• _EXERCISE_
From the line containing "In this exercise you will tag the stone pillar" through the last of the entries below, rewrite each line as a string in a JSON list, one string per line, omitting blank lines.

* Start *

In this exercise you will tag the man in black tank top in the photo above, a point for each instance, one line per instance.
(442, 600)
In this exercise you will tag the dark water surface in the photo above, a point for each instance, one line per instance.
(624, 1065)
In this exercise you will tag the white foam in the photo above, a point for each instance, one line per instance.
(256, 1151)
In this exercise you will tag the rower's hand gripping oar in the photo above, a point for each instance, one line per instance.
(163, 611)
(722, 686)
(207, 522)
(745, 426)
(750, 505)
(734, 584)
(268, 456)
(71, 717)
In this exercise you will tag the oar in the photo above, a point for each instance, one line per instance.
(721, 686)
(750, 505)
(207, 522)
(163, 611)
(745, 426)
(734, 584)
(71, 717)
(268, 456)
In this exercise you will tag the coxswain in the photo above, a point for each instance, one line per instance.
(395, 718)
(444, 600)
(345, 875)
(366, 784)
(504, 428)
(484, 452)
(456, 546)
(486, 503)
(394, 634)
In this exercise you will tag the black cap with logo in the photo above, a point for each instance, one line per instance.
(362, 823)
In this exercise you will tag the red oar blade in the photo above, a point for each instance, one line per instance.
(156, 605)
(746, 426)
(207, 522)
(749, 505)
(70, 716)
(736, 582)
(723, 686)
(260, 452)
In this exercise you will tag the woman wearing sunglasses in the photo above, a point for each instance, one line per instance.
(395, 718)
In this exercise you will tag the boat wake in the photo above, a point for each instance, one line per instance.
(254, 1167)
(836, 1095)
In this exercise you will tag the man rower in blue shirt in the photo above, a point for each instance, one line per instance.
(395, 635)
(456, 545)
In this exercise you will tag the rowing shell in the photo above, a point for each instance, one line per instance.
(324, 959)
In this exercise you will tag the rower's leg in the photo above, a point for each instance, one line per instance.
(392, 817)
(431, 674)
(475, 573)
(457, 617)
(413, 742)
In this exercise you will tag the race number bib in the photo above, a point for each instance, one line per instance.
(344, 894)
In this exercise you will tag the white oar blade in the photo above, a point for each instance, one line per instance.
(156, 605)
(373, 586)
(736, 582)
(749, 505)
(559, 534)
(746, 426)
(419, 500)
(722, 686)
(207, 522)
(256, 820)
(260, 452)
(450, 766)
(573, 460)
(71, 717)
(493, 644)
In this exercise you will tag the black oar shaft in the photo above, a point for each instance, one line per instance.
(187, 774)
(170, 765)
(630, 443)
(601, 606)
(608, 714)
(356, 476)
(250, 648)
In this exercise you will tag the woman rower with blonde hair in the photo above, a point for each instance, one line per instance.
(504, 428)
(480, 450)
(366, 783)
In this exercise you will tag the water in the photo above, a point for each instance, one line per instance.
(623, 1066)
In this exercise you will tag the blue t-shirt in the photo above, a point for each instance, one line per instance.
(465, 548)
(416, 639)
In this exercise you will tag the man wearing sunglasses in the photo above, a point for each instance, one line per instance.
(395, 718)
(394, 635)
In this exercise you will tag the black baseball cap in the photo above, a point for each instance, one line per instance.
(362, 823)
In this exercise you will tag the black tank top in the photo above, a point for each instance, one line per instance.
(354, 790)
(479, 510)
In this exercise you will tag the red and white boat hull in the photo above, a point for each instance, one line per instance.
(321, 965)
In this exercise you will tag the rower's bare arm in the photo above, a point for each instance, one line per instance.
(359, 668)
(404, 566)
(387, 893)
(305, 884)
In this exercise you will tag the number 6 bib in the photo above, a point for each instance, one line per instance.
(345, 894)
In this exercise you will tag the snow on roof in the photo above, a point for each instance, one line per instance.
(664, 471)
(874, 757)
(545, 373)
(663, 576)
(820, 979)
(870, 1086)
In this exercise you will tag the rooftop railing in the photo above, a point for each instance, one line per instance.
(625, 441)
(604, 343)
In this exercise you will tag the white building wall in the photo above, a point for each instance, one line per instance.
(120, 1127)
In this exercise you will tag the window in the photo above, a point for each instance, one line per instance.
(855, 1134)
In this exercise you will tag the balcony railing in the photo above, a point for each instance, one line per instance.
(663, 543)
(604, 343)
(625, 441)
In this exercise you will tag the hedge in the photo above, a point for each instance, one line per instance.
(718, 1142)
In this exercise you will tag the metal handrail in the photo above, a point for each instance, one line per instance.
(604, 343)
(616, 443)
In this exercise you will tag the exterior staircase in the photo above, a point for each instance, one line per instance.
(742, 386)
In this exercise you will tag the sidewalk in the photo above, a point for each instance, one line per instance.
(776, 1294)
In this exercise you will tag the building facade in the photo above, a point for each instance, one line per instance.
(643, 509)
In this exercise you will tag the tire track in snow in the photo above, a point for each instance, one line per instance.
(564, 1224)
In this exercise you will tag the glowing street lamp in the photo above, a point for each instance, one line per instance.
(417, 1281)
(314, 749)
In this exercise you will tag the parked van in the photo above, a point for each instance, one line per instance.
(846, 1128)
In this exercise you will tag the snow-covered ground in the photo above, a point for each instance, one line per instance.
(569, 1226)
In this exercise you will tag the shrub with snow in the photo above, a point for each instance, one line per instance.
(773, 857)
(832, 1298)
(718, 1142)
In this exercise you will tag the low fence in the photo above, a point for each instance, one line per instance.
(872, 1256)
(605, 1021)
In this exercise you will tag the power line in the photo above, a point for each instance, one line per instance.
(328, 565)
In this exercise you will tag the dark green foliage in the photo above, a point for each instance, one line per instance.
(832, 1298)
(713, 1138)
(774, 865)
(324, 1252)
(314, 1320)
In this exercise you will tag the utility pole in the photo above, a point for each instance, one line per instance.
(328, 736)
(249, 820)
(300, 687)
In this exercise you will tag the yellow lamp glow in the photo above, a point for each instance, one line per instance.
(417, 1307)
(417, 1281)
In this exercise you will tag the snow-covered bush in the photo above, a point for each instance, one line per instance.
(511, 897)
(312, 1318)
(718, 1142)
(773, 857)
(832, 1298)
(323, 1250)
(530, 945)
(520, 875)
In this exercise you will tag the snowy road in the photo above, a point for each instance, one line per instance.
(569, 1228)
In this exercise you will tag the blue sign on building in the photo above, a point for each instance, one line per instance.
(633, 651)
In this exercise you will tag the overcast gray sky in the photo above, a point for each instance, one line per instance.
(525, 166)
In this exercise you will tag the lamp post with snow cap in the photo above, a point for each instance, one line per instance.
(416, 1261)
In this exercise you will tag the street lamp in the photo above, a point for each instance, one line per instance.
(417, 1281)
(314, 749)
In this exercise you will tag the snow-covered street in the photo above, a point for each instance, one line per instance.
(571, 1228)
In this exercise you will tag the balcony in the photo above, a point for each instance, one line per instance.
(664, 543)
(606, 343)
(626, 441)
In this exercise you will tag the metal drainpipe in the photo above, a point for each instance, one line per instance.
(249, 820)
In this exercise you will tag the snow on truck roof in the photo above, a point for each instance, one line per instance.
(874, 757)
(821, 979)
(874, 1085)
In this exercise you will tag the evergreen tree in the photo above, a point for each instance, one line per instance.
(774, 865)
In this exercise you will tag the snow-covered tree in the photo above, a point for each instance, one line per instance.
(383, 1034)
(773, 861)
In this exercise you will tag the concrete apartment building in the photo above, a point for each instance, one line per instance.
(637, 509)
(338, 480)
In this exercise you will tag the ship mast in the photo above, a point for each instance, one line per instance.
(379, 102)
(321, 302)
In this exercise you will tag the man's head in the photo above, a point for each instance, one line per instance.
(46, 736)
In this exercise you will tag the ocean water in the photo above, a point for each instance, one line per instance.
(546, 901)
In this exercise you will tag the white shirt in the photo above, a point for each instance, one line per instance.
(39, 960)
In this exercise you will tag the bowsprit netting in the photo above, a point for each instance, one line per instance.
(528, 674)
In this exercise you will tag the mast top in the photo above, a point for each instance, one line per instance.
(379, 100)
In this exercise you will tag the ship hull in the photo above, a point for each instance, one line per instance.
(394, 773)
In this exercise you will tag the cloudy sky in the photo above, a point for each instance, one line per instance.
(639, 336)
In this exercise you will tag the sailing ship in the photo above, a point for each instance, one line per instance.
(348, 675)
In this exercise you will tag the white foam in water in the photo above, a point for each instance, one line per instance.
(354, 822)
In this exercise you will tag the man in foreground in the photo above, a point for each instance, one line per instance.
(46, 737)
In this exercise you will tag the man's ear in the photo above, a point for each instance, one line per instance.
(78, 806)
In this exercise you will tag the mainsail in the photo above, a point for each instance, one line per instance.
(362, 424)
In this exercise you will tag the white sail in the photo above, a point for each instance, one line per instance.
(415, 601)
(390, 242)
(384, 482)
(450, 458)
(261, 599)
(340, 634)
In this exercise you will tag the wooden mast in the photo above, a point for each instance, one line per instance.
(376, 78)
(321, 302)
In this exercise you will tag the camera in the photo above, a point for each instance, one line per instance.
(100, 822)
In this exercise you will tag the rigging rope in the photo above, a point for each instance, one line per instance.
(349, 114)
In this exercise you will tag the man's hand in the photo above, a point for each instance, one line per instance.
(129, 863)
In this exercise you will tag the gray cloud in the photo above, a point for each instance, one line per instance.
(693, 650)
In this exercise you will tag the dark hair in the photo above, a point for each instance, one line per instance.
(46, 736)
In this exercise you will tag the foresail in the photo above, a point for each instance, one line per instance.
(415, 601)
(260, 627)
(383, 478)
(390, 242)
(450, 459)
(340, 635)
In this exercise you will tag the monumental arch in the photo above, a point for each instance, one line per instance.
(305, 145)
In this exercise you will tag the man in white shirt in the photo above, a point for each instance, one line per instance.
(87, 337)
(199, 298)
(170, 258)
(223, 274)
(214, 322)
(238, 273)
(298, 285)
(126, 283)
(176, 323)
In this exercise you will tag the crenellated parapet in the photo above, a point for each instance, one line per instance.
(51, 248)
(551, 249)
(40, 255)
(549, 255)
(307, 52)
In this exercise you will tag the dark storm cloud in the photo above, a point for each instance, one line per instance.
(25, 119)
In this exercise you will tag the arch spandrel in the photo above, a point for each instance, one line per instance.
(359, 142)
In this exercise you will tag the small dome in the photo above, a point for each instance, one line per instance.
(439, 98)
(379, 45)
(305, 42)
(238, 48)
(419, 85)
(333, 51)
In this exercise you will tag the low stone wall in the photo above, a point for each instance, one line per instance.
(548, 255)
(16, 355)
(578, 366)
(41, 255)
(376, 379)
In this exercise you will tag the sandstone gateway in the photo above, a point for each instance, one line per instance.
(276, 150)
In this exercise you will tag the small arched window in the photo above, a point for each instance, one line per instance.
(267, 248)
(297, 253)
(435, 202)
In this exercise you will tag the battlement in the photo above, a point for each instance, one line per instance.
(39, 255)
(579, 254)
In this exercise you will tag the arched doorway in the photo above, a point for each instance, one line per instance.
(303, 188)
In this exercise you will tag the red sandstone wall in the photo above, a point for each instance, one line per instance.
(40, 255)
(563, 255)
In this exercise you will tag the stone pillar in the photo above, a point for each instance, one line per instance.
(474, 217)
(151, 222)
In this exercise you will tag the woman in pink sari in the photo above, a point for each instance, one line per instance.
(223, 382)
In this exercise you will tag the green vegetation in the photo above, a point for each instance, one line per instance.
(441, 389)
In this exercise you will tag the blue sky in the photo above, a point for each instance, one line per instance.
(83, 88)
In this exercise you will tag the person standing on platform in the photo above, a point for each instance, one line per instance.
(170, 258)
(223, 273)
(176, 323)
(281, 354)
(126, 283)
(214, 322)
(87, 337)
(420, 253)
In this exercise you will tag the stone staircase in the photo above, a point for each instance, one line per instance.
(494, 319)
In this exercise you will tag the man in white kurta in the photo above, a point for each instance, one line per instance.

* End *

• _RESPONSE_
[
  "In this exercise you will tag the stone pillar in the photo above, a point for each instance, one line per instance.",
  "(474, 217)",
  "(151, 222)",
  "In this exercise you will tag the woman in pink sari in the photo above, a point for each instance, one line per instance.",
  "(223, 382)",
  "In this exercise you will tag the green vegetation in the photo above, a point for each instance, one line per instance.",
  "(441, 389)",
  "In this exercise you will tag the blue sky in the photo above, a point for each instance, one line per instance.",
  "(83, 88)",
  "In this exercise you will tag the person standing on platform in the photo above, a point for each instance, one line per instance.",
  "(170, 258)",
  "(223, 273)",
  "(176, 323)",
  "(281, 354)",
  "(126, 283)",
  "(214, 322)",
  "(87, 337)",
  "(420, 253)",
  "In this exercise you will tag the stone staircase in the photo above, a point for each instance, one line per instance.",
  "(494, 319)",
  "In this exercise you will tag the man in white kurta in the photo above, a point for each instance, one line per instance."
]